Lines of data
□ □ □
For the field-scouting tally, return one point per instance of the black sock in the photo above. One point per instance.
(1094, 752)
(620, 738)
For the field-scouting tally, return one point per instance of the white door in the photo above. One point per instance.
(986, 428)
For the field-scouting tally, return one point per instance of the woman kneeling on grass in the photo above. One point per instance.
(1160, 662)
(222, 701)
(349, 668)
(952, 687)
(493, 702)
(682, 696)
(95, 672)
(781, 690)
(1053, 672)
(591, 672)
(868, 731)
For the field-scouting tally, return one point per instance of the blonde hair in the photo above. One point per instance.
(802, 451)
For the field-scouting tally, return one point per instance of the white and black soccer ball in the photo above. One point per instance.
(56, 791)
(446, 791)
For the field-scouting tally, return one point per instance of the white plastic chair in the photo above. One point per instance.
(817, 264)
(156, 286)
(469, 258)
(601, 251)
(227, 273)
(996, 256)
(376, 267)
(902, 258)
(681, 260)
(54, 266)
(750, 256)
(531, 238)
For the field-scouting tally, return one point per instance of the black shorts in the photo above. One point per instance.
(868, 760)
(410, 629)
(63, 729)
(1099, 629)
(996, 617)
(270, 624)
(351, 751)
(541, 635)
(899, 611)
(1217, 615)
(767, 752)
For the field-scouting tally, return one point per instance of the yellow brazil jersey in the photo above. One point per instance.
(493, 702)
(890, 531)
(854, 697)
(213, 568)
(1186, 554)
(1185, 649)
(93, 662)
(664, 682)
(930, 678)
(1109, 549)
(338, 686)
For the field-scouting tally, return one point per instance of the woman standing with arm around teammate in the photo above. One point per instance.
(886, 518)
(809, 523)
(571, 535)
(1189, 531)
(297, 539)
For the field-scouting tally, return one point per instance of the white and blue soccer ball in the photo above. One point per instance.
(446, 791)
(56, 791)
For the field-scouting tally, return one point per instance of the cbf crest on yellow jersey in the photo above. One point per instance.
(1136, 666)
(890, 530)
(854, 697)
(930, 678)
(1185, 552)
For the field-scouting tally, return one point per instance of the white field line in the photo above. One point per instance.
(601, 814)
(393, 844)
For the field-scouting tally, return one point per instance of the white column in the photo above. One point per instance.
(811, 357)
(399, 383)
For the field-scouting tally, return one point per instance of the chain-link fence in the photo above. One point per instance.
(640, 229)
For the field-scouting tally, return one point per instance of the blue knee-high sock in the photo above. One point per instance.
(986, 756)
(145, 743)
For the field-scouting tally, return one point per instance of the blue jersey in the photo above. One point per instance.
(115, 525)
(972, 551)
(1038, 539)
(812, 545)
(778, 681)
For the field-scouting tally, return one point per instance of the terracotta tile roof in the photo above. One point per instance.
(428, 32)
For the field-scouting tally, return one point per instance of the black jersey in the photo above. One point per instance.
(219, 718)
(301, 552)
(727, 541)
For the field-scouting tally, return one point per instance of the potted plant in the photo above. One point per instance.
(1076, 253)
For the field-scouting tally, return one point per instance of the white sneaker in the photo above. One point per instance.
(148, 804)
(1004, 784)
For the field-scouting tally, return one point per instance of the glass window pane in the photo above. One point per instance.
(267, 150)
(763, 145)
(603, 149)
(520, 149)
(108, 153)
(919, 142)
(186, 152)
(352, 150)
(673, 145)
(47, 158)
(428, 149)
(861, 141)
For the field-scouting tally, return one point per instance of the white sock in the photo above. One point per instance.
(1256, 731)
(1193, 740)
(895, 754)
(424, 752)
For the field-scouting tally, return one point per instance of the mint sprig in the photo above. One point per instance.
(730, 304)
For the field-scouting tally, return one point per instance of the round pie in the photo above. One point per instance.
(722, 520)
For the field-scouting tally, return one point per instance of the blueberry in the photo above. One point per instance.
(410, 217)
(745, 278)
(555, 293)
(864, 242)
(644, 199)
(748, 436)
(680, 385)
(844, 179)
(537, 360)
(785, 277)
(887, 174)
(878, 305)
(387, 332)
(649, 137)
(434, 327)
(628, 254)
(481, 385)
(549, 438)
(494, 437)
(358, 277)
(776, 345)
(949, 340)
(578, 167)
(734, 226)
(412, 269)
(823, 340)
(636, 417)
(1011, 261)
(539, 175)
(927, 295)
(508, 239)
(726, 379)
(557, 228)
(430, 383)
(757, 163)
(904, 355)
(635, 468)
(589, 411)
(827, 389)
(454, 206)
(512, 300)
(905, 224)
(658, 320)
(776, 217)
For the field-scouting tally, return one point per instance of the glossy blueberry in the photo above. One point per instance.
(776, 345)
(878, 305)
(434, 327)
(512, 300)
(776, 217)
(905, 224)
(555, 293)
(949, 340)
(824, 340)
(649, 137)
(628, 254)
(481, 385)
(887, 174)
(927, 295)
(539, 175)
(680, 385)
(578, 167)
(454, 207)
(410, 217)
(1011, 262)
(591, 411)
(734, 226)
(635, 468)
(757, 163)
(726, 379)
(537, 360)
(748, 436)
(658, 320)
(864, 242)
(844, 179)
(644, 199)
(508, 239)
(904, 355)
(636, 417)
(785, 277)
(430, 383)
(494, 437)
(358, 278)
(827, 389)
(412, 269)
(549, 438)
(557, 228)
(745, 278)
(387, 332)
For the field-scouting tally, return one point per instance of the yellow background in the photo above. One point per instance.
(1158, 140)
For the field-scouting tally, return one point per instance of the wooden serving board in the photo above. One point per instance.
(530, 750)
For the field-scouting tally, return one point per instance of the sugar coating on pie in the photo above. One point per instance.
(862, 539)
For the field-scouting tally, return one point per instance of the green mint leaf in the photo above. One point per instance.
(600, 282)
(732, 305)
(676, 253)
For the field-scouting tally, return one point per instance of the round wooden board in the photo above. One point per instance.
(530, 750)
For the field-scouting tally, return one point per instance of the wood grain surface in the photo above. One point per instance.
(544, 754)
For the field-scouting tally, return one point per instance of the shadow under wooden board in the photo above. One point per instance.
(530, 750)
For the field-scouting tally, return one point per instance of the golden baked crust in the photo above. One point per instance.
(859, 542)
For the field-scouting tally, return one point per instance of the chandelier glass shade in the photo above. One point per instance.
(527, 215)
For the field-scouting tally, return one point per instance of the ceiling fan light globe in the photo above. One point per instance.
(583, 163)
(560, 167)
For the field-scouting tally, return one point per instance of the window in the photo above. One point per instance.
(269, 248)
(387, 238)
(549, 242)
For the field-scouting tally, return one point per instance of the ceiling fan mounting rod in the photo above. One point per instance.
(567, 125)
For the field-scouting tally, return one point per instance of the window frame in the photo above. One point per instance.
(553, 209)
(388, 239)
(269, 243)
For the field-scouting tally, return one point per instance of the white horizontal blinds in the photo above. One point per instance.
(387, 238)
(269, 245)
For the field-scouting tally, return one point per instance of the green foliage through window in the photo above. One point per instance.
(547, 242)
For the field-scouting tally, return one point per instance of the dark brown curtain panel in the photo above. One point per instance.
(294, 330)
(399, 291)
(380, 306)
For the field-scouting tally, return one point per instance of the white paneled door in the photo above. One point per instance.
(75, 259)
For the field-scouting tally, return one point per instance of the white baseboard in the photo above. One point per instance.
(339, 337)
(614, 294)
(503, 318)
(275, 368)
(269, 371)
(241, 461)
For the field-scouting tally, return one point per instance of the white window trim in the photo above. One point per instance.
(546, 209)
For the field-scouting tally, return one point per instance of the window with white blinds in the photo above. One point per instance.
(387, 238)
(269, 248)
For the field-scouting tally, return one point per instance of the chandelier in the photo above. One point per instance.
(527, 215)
□ □ □
• **TASK TO COMPLETE**:
From the records above, extract each line exactly as shown.

• **TASK SOLUTION**:
For the field-scouting tally, return one point per instance of the black sock in the photo above. One point per instance.
(1094, 752)
(620, 738)
For the field-scouting tally, return one point per instance of the white door in the photo above. One point per instance.
(986, 428)
For the field-scouting tally, return one point per instance of the woman kneeling on grass in the photo above. One point per instance.
(1160, 662)
(222, 701)
(349, 668)
(952, 687)
(493, 702)
(682, 696)
(95, 672)
(781, 690)
(1053, 672)
(591, 672)
(868, 731)
For the field-scouting tally, return one point per instance of the blonde hair in the photo above. One point per instance.
(802, 451)
For the field-scouting tally, return one point per instance of the white and black soccer ball in the photo above. One point per instance.
(56, 791)
(446, 791)
For the field-scouting tally, return one point per instance of the white plastic chair in the photo above. One point per instance.
(817, 264)
(156, 286)
(469, 258)
(601, 251)
(227, 273)
(996, 256)
(376, 267)
(902, 258)
(681, 260)
(54, 266)
(750, 256)
(531, 238)
For the field-scouting tally, return one point per instance of the black shorts in the photo above. One point per instance.
(868, 760)
(410, 629)
(63, 729)
(1099, 629)
(996, 617)
(270, 624)
(351, 751)
(541, 635)
(899, 611)
(1217, 615)
(767, 752)
For the field-scouting tally, return one point per instance of the yellow brazil jersey in the photo above. One point per instance.
(493, 702)
(890, 531)
(854, 697)
(213, 568)
(1186, 554)
(1185, 649)
(93, 662)
(664, 682)
(930, 678)
(1109, 549)
(338, 686)
For the field-scouting tally, return one point per instance of the woman standing with arm around teammate in the photo above. One point per instance.
(886, 518)
(809, 523)
(571, 535)
(1189, 531)
(297, 539)
For the field-scouting tally, return one point per instance of the white and blue soccer ball in the photo above. One point per instance.
(446, 791)
(56, 791)
For the field-scouting tally, return one point per instance of the cbf crest on yellow jersey in the photo above. One point per instance.
(1136, 666)
(890, 530)
(854, 697)
(930, 678)
(1185, 552)
For the field-scouting tally, return one point per instance of the white field line in the photo above. One point per instance.
(601, 814)
(393, 844)
For the field-scouting tally, return one point per instance of the white column in the photo above. One point per instance.
(811, 357)
(399, 383)
For the field-scouting tally, return one point per instance of the chain-link fence in the photo above. One point per instance.
(640, 229)
For the field-scouting tally, return one point per instance of the blue knee-high sock in the photo above. One point per instance.
(986, 756)
(145, 743)
For the field-scouting tally, return one point per instance of the blue jersey in the photo above. One point per instance.
(115, 525)
(972, 551)
(1038, 539)
(812, 545)
(778, 681)
For the field-scouting tally, return one point per instance of the terracotta tile roof in the photo above. One point per instance.
(428, 32)
For the field-scouting tally, return one point per instance of the black jersey in the photo above. One point per instance.
(219, 718)
(301, 552)
(727, 541)
For the field-scouting tally, return one point per instance of the potted plant in the photo above. One point per instance.
(1076, 253)
For the field-scouting tally, return one point per instance of the white sneaker in the photo above. One point per instance.
(148, 804)
(1004, 784)
For the field-scouting tally, return one point per instance of the glass window pane in the photo above. One point per instance.
(267, 150)
(763, 145)
(603, 149)
(520, 149)
(108, 153)
(919, 142)
(186, 152)
(352, 150)
(673, 145)
(47, 158)
(428, 149)
(861, 141)
For the field-scouting tally, return one point per instance of the white sock in the photo above. One point per instance.
(1256, 731)
(1193, 740)
(895, 754)
(424, 752)
For the field-scouting tally, return one point per instance of the mint sprig in the photo above. One point per instance.
(730, 304)
For the field-scouting tally, return one point per instance of the round pie in the photo above. One point per instance.
(722, 520)
For the field-scouting tally, return one point per instance of the blueberry in the photo above. One point per instance.
(410, 217)
(745, 278)
(555, 293)
(864, 242)
(644, 199)
(748, 436)
(680, 385)
(844, 179)
(537, 360)
(785, 277)
(887, 174)
(878, 305)
(387, 332)
(649, 137)
(434, 327)
(628, 254)
(481, 385)
(549, 438)
(494, 437)
(358, 277)
(776, 345)
(949, 340)
(578, 167)
(734, 226)
(412, 269)
(823, 340)
(636, 417)
(1011, 261)
(539, 175)
(927, 295)
(508, 239)
(726, 379)
(557, 228)
(430, 383)
(757, 163)
(904, 355)
(635, 468)
(589, 411)
(827, 389)
(454, 206)
(512, 300)
(905, 224)
(658, 320)
(776, 217)
For the field-scouting tally, return one point per instance of the glossy blueberry in the photo above. One point per instance.
(776, 345)
(878, 305)
(434, 327)
(512, 300)
(776, 217)
(905, 224)
(555, 293)
(949, 340)
(824, 340)
(649, 137)
(628, 254)
(481, 385)
(887, 174)
(927, 295)
(539, 175)
(680, 385)
(578, 167)
(454, 207)
(410, 217)
(1011, 262)
(591, 411)
(734, 226)
(635, 468)
(757, 163)
(726, 379)
(537, 360)
(748, 436)
(658, 320)
(864, 242)
(844, 179)
(644, 199)
(508, 239)
(904, 355)
(636, 417)
(785, 277)
(430, 383)
(494, 437)
(358, 278)
(827, 389)
(412, 269)
(549, 438)
(557, 228)
(745, 278)
(387, 332)
For the field-scouting tally, return one point per instance of the yellow background in the photo above. One point per instance.
(1158, 140)
For the field-scouting tally, return one point per instance of the wooden serving board in the photo above. One point per instance.
(530, 750)
For the field-scouting tally, return one point per instance of the sugar coating on pie in the photo above. One point per instance.
(862, 539)
For the field-scouting tally, return one point per instance of the green mint leaf in the photo above. One point per instance.
(600, 282)
(732, 305)
(676, 253)
For the field-scouting tally, return one point per instance of the round wooden board in the photo above. One point per instance.
(530, 750)
For the field-scouting tally, return one point per instance of the wood grain surface in the photo above. One point per instance.
(544, 754)
For the field-scouting tally, return one point per instance of the shadow under wooden board in the photo above. One point per instance.
(530, 750)
For the field-scouting tally, return one point per instance of the golden baked crust in the photo above. One point per instance.
(859, 542)
For the field-scouting tally, return one point per instance of the chandelier glass shade in the photo above. One point per instance.
(527, 215)
For the field-scouting tally, return one point per instance of the ceiling fan light globe in the photo above. One point per instance.
(583, 163)
(560, 167)
For the field-scouting tally, return one point per instance of the window in the photo above. One point per instance.
(269, 248)
(387, 238)
(549, 242)
For the field-scouting tally, return one point per instance of the ceiling fan mounting rod in the photo above. One point per instance.
(567, 125)
For the field-scouting tally, return one point per instance of the window frame in the photo above. One point per instance.
(553, 209)
(388, 239)
(269, 243)
For the field-scouting tally, return one point per instance of the white horizontal blinds in the photo above. One point per instance.
(387, 238)
(269, 245)
For the field-scouting tally, return one point per instance of the green foliage through window in the photo above. One point per instance.
(547, 242)
For the field-scouting tally, return one point per instance of the dark brown curtain panel in the photo above. One point per instance.
(294, 330)
(399, 291)
(380, 306)
For the field-scouting tally, return one point per instance of the white paneled door in the photo above. One point per instance.
(75, 259)
For the field-scouting tally, return one point per instance of the white baseboard in the photo above. One point per instance.
(339, 337)
(614, 294)
(503, 318)
(275, 368)
(269, 371)
(241, 461)
For the field-scouting tally, return one point per instance of the white window trim in the photo above. One point per instance.
(546, 209)
For the field-scouting tally, return one point per instance of the window with white blinds in the photo above. One point per instance.
(387, 238)
(269, 248)
For the field-scouting tally, return one point per instance of the chandelier in the photo above. One point per instance.
(527, 215)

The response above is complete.